Segment Start: The data

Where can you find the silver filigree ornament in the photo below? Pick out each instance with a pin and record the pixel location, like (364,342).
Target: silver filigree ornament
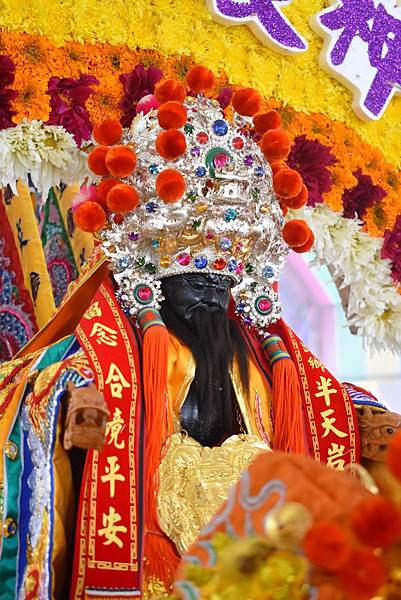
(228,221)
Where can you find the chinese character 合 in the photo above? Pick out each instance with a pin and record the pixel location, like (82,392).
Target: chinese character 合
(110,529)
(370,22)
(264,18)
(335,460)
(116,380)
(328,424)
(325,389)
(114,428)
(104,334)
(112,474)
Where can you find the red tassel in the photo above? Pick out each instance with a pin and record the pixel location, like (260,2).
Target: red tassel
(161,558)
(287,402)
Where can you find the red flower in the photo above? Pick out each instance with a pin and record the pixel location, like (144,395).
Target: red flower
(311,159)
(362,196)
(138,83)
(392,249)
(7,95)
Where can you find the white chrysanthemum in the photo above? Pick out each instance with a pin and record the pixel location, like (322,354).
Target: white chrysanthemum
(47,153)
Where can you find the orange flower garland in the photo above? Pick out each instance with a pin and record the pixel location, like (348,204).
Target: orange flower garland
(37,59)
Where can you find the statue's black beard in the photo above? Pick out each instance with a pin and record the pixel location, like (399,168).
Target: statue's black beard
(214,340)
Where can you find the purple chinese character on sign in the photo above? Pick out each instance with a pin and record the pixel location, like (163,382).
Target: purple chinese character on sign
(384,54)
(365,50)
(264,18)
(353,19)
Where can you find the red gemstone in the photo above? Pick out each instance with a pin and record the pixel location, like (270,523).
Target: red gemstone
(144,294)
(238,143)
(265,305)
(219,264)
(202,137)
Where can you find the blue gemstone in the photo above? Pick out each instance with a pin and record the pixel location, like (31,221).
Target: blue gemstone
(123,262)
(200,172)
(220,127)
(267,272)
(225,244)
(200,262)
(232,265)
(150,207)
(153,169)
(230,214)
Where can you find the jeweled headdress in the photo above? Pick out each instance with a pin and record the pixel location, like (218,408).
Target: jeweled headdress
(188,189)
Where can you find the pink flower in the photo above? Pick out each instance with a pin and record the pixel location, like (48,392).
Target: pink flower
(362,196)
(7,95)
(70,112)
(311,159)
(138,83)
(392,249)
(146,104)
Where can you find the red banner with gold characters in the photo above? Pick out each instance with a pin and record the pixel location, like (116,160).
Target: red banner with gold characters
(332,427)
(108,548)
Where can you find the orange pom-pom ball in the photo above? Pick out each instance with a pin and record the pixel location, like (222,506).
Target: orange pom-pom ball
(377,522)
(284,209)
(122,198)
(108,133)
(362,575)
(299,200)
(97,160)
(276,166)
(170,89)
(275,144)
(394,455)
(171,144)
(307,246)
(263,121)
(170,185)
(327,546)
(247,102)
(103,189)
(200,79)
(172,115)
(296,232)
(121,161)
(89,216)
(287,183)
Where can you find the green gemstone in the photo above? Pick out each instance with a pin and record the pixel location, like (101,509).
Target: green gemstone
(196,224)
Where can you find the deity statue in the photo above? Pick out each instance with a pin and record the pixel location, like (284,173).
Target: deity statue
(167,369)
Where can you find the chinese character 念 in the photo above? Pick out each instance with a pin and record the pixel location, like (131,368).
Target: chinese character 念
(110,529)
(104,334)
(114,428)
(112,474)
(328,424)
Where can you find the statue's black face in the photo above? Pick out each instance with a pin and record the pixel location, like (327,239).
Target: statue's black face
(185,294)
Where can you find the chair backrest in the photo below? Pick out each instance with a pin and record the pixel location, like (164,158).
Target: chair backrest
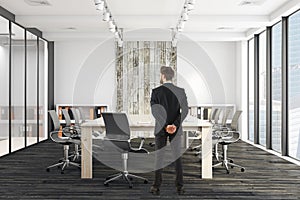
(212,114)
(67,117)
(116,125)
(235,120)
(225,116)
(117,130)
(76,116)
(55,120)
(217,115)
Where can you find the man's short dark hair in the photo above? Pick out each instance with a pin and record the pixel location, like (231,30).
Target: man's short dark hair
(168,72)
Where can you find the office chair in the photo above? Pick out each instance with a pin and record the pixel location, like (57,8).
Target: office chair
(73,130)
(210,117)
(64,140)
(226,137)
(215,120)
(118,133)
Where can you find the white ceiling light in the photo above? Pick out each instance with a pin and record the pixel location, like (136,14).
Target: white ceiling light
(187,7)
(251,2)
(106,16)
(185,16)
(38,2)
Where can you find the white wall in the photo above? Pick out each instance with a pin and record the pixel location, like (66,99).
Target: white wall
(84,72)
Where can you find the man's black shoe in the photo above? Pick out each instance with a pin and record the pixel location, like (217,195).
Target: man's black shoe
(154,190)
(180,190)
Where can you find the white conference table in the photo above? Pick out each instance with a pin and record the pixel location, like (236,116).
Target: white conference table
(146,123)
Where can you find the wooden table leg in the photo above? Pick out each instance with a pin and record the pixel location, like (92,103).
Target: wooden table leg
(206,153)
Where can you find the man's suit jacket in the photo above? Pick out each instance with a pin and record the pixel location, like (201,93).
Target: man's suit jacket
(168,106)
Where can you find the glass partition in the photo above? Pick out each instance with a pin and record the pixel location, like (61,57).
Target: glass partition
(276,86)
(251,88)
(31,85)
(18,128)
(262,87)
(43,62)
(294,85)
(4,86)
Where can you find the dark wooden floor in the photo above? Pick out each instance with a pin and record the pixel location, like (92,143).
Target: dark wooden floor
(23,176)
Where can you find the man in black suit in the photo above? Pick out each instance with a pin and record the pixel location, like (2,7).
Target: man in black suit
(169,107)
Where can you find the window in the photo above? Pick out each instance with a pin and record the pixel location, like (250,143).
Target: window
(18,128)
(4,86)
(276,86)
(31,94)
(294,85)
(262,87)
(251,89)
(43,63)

Segment End: The data

# [Your task]
Should a picture appear among the entries, skip it and copy the rest exactly.

# [Completed task]
Where can you find the silver filigree ornament in the photo below? Pick out each instance with a pin and record the pixel location, like (364,342).
Target: silver filigree ornament
(228,221)
Where can you find the chinese character 合 in the photo above? Pick out each instance with a pin and record the pixel location, like (82,392).
Target: chinese character 合
(110,529)
(370,22)
(264,18)
(335,460)
(116,380)
(328,424)
(325,389)
(114,428)
(104,334)
(112,474)
Where can you find the red tassel in the photo above? Pick out each instance with a pin and record the pixel location, like (260,2).
Target: red tassel
(161,558)
(287,402)
Where can you find the red flower in the photo above? Pick out each instance with a pin and record the pixel location, like (144,395).
Target: red flower
(311,159)
(362,196)
(138,83)
(392,249)
(7,95)
Where can you find the white chrysanthemum in the photo above? Pick out each instance with a pin and record the pixel location, like (322,354).
Target: white chrysanthemum
(47,153)
Where can you find the orange flower garland in the photo above? Pick out each instance with a pin and record the pixel location, like (348,204).
Target: orange flower garland
(37,59)
Where can you find the statue's black beard in the photo above? Pick out each instance with a pin and record the pixel location, like (399,168).
Target: statue's black beard
(214,340)
Where can you find the purple chinese character on sign in the photo above? Pick out each instance with a pin and record the pixel location, like (163,382).
Target: purple chinese character on sign
(384,54)
(365,50)
(264,18)
(353,19)
Where can you find the red gemstone in the photo above? Pick out each instance with a pin and record the pixel location, like (270,523).
Target: red gemstone
(144,294)
(238,143)
(265,305)
(219,264)
(202,137)
Where can you find the blue gemstone in the photo above? Pick out each instance with a pin and record the pixel location, like (31,221).
Target: blue gemstone
(123,262)
(200,172)
(220,127)
(267,272)
(225,244)
(200,262)
(232,265)
(150,207)
(153,169)
(230,214)
Where can you find the jeweled headdress in the photo above? Pick out each instance with a pin and record the pixel location, like (218,408).
Target: jeweled headdress
(188,189)
Where can you find the pink flower in the photo above? Pick out each instance with a pin and record the pixel location, like (48,392).
Target: pink flower
(362,196)
(7,95)
(70,112)
(311,159)
(138,83)
(392,249)
(146,104)
Where can you find the red banner with gold characters in the photo above? Pick out each instance with a pin and record the pixel location, like (116,160).
Target: red banner with gold characters
(332,427)
(108,548)
Where can you find the orange pom-pom ball in the photo above? Pick out each instance with a pin and record the pixel location, like (222,506).
Target: orange pom-pom ball
(377,522)
(284,209)
(122,198)
(108,133)
(362,575)
(299,200)
(97,160)
(276,166)
(170,89)
(275,144)
(394,455)
(171,144)
(307,246)
(263,121)
(170,185)
(327,546)
(247,102)
(103,189)
(200,79)
(172,115)
(296,232)
(121,161)
(89,216)
(287,183)
Where can you find the green gemstone in the photo above? Pick out each instance with a pin and record the pixel location, like (101,509).
Target: green gemstone
(196,224)
Where can you find the deity statue in the photo above? Pick out each instance with a pin and record the pixel location, like (284,173).
Target: deity statue
(167,369)
Where can you find the chinese character 念 in the photo above? Pick out each instance with a pin and record the pixel location, like (131,368).
Target: chinese character 念
(110,529)
(104,334)
(114,428)
(112,474)
(328,424)
Where can you find the statue's black face in the photo above? Pick out each instance with a pin and record the pixel location, like (327,239).
Target: statue's black face
(185,294)
Where can you find the chair backrest in the photo below? Pick out each instance with a pin and record the pixel location, like (164,158).
Target: chair backrest
(212,114)
(67,117)
(116,125)
(235,120)
(225,116)
(117,130)
(76,116)
(55,120)
(217,115)
Where can you find the man's short dark hair in the photo above? Pick out each instance with a pin and record the pixel location, like (231,30).
Target: man's short dark hair
(168,72)
Where can you find the office chair in the photo above? Pick out each instance with a pin and record the pixel location, like (57,8).
Target: office chair
(73,130)
(210,117)
(64,140)
(226,137)
(215,120)
(118,133)
Where can you find the white ceiling light in the photo above? Pick out each instance with a pin and record the pixel location, like (136,14).
Target: white ceiling light
(187,7)
(251,2)
(106,16)
(185,16)
(38,2)
Where can you find the white wall in the photo above? Pick out each instance with a pin and record the pixel location, like (66,99).
Target: white wall
(84,72)
Where can you find the man's black shoe in the photo above? Pick out each instance with a pin and record the pixel location, like (217,195).
Target: man's black shoe
(154,190)
(180,190)
Where can you find the white conference table in the photo above? Pick out each instance with a pin and record the pixel location, like (236,116).
Target: white conference table
(146,123)
Where can you find the wooden table leg in the photo above? Pick out each instance with a pin and record the pixel location, like (92,103).
Target: wooden table leg
(206,153)
Where can you find the man's suit jacket in the photo above? Pick out each instance with a pin and record the pixel location, like (201,93).
Target: man's suit jacket
(168,106)
Where can you find the glass partition in the photo above? Pick out each instance with a pin and record the pixel location, like (61,57).
Target: glass partition
(276,86)
(251,88)
(31,85)
(18,128)
(262,87)
(43,62)
(294,85)
(4,86)
Where can you find the dark wooden floor in the photo above? Pick out each instance with a pin and record the pixel location, like (92,143).
Target: dark wooden floor
(23,176)
Where can you find the man in black suit in the photo above? Pick out each instance with a pin and record the pixel location, like (2,7).
Target: man in black suit
(169,107)
Where can you find the window in the photo above? Pick out each instance with a pin and record the pixel location, like (250,143).
Target: window
(18,128)
(4,86)
(276,86)
(31,94)
(294,85)
(262,87)
(251,89)
(43,63)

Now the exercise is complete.